## [Task requirements]
Give only the number of lines in the material below that contain the string "lamp", with case counting.

## [Exercise materials]

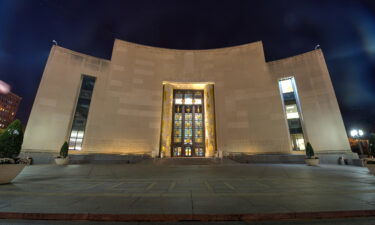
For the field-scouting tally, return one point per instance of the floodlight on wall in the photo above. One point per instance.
(354, 133)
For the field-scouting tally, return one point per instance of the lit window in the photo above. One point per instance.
(198, 101)
(286, 86)
(291, 111)
(81, 113)
(178, 99)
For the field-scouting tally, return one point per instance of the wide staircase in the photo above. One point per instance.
(191, 161)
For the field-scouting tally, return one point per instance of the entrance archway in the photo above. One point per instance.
(188, 120)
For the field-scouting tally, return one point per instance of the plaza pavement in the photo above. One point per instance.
(219, 189)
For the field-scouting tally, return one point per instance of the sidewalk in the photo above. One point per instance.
(228, 189)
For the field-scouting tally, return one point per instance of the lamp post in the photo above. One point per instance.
(357, 134)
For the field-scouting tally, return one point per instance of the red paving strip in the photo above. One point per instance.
(187, 217)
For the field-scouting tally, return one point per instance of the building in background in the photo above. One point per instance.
(186, 103)
(9, 104)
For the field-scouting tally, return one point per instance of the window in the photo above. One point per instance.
(291, 111)
(81, 113)
(289, 96)
(286, 86)
(188, 124)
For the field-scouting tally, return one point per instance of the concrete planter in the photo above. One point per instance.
(370, 167)
(62, 161)
(312, 162)
(9, 171)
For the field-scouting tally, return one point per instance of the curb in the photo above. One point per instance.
(187, 217)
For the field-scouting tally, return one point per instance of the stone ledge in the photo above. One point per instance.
(188, 217)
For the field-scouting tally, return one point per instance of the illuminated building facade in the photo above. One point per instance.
(186, 103)
(9, 104)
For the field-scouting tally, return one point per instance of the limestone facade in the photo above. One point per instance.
(127, 113)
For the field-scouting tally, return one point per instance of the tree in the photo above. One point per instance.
(372, 145)
(309, 151)
(11, 140)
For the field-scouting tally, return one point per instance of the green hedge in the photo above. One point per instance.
(11, 140)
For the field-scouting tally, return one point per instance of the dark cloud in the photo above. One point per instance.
(345, 29)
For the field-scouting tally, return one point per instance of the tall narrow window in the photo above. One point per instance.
(81, 112)
(188, 124)
(292, 110)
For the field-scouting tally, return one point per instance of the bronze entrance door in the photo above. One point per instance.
(188, 124)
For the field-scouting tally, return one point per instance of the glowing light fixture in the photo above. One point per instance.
(355, 133)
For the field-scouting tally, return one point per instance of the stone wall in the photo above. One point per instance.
(126, 108)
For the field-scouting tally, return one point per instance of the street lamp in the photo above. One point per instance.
(357, 134)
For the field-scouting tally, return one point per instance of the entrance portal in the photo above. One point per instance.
(188, 138)
(188, 120)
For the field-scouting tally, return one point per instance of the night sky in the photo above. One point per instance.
(345, 31)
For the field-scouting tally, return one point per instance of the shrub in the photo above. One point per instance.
(11, 140)
(309, 151)
(64, 150)
(372, 145)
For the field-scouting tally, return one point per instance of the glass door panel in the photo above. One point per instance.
(188, 124)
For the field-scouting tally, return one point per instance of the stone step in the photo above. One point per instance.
(187, 161)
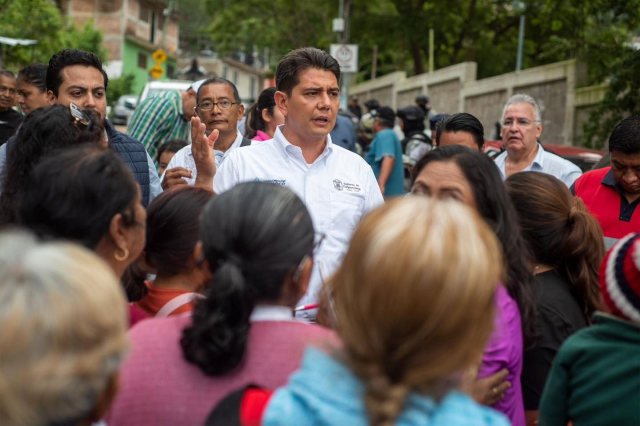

## [Exercise result]
2